[Point placement records]
☆ ☆ ☆ ☆ ☆

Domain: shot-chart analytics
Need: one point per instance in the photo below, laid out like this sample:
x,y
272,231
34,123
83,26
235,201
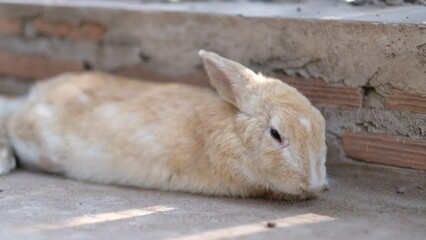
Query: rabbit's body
x,y
107,129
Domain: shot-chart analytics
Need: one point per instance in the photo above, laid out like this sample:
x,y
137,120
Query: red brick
x,y
84,31
324,94
33,67
406,102
198,78
385,149
10,26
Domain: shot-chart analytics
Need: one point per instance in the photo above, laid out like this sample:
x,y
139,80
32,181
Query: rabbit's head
x,y
282,133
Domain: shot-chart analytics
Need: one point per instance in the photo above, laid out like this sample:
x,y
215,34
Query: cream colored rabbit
x,y
253,137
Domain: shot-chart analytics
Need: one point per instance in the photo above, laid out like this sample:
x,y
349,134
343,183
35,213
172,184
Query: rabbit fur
x,y
254,136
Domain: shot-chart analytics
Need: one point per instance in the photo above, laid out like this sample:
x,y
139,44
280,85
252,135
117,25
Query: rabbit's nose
x,y
318,189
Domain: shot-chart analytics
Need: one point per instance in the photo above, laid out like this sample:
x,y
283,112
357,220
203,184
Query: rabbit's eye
x,y
276,135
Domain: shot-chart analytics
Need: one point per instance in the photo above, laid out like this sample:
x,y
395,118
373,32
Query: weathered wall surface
x,y
368,79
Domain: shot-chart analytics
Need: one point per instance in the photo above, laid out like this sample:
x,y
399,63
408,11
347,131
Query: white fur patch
x,y
43,110
275,122
107,111
305,122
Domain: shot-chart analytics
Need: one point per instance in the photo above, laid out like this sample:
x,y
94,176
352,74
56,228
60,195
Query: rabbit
x,y
254,136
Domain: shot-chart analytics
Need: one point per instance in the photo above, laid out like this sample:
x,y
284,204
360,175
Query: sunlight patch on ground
x,y
100,218
242,230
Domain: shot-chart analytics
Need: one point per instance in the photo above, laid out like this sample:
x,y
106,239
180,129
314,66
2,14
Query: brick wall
x,y
367,119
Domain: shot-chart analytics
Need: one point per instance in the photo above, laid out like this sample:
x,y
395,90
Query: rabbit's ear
x,y
229,78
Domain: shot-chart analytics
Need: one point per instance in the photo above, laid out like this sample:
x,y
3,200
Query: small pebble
x,y
401,190
271,224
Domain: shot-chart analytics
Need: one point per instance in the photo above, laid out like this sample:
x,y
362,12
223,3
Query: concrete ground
x,y
362,203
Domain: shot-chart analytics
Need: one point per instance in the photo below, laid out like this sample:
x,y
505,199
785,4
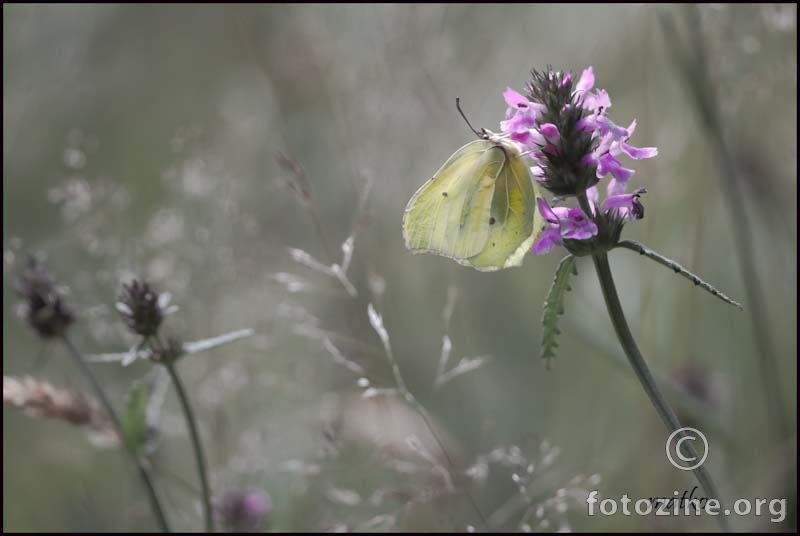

☆ ☆ ☆ ☆ ☆

◆ **Challenge**:
Return every line from the point placement records above that contains the string "patch". Case counts.

◆ **Exercise result**:
Query: white fur patch
Query: sunlight patch on ground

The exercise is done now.